## WORK TO COMPLETE
Repeat the lines below without any change, starting from the first one and going on through the line with "point(976, 923)".

## MATERIAL

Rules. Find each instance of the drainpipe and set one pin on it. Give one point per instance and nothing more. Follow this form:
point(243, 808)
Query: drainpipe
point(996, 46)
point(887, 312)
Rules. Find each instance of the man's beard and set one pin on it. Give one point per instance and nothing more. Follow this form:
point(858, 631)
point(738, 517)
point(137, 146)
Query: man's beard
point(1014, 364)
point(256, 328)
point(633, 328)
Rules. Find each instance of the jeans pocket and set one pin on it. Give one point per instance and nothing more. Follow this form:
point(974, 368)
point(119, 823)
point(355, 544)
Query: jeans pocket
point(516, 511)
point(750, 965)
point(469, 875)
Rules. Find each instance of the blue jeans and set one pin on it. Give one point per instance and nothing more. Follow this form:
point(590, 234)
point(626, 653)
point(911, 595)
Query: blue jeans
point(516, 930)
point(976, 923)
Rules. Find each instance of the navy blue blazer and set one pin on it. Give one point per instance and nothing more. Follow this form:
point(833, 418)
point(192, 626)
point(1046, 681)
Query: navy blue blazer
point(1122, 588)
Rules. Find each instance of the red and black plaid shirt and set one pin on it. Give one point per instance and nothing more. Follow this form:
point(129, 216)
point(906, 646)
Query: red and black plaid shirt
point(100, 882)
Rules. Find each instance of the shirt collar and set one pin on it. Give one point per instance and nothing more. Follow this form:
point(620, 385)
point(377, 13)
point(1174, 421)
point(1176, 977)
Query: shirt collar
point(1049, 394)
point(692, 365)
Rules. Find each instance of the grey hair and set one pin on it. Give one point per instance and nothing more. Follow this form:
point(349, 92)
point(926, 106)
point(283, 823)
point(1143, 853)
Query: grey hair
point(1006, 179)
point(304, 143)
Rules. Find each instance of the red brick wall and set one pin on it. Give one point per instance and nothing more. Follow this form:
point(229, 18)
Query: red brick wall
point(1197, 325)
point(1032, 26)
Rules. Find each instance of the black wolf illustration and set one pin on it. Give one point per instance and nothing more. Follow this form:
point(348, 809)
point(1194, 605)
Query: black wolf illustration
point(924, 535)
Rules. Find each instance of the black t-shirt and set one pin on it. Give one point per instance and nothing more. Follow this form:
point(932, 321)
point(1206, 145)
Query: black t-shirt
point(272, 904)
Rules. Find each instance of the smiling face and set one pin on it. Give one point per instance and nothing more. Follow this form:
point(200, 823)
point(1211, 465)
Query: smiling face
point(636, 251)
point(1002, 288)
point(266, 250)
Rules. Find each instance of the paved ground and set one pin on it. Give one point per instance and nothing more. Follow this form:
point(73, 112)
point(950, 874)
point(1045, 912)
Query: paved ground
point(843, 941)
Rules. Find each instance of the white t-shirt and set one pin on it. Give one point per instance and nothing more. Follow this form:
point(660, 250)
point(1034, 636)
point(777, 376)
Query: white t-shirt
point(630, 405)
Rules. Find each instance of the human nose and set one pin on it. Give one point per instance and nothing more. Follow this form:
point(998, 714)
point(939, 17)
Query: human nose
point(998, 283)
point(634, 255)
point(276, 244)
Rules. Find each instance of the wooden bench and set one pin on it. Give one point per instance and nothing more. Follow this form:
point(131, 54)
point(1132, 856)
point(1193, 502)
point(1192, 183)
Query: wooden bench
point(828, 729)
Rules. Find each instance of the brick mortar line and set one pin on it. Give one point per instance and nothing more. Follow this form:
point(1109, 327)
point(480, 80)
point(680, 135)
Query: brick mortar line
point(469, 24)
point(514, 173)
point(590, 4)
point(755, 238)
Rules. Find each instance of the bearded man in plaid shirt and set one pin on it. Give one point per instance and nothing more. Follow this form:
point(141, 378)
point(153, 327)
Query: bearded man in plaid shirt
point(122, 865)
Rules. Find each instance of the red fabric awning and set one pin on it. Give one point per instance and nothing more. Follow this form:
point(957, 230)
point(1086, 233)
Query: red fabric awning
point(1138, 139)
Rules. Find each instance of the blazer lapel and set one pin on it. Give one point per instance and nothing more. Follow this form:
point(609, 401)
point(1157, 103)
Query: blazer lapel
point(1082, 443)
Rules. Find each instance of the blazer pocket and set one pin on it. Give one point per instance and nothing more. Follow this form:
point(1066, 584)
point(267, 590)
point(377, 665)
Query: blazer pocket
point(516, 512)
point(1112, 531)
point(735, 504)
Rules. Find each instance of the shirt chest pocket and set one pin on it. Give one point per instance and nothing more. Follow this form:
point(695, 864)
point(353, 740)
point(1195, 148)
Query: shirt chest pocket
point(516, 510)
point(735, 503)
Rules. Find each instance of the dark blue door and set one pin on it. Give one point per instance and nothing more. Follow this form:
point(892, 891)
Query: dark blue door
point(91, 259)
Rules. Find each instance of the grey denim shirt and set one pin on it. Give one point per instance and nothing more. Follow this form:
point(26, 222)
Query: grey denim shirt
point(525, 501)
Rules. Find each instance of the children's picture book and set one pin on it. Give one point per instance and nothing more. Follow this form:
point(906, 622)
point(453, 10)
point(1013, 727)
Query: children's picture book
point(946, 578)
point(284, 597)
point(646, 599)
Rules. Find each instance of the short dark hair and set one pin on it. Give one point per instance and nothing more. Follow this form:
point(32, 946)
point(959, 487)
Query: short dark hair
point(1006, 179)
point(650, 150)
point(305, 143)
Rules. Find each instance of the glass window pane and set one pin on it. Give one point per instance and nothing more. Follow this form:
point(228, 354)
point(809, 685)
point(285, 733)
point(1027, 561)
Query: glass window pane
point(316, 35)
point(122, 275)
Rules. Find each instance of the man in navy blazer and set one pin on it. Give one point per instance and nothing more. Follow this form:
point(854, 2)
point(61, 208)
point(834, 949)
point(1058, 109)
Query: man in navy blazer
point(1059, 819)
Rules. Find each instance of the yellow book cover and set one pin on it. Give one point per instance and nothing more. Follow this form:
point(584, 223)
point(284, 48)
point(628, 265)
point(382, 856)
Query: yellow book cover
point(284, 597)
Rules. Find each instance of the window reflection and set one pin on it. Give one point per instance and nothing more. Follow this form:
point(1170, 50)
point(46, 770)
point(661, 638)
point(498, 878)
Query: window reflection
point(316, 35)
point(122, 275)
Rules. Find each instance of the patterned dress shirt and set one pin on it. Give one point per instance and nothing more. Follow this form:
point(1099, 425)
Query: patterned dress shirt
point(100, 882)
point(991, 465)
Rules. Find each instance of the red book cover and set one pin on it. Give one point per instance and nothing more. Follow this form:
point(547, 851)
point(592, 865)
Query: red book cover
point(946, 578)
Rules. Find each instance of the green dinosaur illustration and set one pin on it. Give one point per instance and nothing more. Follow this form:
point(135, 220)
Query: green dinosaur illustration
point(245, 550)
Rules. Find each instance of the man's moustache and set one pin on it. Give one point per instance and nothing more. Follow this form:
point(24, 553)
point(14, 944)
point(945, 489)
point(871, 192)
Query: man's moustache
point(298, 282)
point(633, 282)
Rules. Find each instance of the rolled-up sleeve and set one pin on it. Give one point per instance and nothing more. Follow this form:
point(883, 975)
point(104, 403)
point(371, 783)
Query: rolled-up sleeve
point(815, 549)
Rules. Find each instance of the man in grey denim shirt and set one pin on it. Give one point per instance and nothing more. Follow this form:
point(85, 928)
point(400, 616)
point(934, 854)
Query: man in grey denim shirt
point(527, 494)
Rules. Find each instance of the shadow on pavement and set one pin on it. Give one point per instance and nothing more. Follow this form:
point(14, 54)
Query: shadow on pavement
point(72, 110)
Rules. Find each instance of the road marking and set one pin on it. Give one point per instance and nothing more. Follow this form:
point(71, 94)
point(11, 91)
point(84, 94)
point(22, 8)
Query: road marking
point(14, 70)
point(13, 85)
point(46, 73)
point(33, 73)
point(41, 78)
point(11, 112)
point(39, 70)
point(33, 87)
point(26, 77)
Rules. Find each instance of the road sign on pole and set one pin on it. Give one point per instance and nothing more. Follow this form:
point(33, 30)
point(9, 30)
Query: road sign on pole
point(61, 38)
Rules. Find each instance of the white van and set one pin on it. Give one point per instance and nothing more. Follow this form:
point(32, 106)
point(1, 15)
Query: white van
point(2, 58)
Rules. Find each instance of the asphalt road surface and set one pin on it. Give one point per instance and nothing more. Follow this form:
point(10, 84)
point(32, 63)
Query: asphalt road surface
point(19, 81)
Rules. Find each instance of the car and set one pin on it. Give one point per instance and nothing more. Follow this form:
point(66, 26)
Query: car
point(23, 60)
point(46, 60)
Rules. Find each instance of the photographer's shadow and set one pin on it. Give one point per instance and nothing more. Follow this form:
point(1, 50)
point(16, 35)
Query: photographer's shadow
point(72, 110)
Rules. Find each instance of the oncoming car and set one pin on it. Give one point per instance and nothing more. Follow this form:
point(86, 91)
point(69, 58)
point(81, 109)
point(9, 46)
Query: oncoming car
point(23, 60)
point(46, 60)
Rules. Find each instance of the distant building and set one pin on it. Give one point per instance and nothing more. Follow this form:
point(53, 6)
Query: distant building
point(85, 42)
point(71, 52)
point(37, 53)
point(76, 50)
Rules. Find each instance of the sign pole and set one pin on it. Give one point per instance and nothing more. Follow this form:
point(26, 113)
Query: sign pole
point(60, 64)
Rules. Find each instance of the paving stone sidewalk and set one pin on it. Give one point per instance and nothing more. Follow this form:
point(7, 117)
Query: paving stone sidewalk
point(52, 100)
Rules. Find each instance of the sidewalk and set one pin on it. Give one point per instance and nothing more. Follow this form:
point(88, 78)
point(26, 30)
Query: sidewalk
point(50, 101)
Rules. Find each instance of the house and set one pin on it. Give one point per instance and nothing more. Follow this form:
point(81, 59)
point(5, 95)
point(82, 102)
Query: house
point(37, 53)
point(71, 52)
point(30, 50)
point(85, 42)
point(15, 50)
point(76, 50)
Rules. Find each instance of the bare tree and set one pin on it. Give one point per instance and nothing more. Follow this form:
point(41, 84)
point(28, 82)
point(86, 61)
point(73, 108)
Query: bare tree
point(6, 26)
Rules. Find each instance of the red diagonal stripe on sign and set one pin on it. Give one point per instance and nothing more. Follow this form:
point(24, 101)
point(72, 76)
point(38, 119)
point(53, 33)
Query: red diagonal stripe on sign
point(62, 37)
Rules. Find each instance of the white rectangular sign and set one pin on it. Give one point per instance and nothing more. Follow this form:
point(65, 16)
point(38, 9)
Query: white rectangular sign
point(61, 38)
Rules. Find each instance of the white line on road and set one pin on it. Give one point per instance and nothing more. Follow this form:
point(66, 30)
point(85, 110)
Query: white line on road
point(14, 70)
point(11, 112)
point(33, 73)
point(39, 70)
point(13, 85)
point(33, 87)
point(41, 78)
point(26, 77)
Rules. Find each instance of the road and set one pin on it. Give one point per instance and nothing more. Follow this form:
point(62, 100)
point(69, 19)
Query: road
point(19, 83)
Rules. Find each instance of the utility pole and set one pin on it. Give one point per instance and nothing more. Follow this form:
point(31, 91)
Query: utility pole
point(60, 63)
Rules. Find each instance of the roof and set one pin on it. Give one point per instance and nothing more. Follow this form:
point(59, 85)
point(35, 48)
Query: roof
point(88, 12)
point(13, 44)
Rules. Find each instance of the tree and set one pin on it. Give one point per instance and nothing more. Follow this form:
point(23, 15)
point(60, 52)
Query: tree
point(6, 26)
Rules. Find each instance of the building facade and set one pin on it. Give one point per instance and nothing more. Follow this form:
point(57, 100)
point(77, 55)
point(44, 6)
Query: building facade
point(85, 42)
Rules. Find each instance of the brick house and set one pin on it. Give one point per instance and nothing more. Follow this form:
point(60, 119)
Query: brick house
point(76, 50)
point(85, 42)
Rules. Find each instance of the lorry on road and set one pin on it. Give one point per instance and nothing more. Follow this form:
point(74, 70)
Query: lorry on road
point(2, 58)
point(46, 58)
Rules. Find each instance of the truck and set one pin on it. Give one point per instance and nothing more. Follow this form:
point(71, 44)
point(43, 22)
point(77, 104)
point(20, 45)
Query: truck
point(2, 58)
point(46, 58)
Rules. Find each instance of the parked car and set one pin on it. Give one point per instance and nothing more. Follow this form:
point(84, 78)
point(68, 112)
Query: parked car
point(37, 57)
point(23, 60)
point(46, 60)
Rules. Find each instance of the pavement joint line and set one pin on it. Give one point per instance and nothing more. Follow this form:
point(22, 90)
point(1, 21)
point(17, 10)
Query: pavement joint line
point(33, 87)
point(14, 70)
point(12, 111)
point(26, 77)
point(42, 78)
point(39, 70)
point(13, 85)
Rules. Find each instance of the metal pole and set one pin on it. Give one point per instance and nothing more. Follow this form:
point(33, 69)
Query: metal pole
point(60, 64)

## ANSWER TO THIS TASK
Rules. Find each instance of the drainpipe and set one pin on it. Give one point per instance and nothing more. Follow this form:
point(243, 808)
Query: drainpipe
point(996, 46)
point(887, 312)
Rules. Find each instance of the man's beard and set one pin on it. Give one point per instance and nothing more. Follow this form:
point(858, 631)
point(738, 517)
point(137, 146)
Query: man's beard
point(1014, 364)
point(256, 328)
point(633, 328)
Rules. Find each instance of the jeans pocket and set one pin on it. Give one point per instance and nothing more. Follow this form:
point(974, 368)
point(119, 823)
point(355, 544)
Query: jeans pocket
point(516, 511)
point(750, 965)
point(469, 875)
Rules. Find each instance of the blue jeans and set one pin on it. Give one point per instance and nothing more. Follow this form:
point(590, 234)
point(626, 653)
point(911, 595)
Query: blue jeans
point(516, 930)
point(976, 923)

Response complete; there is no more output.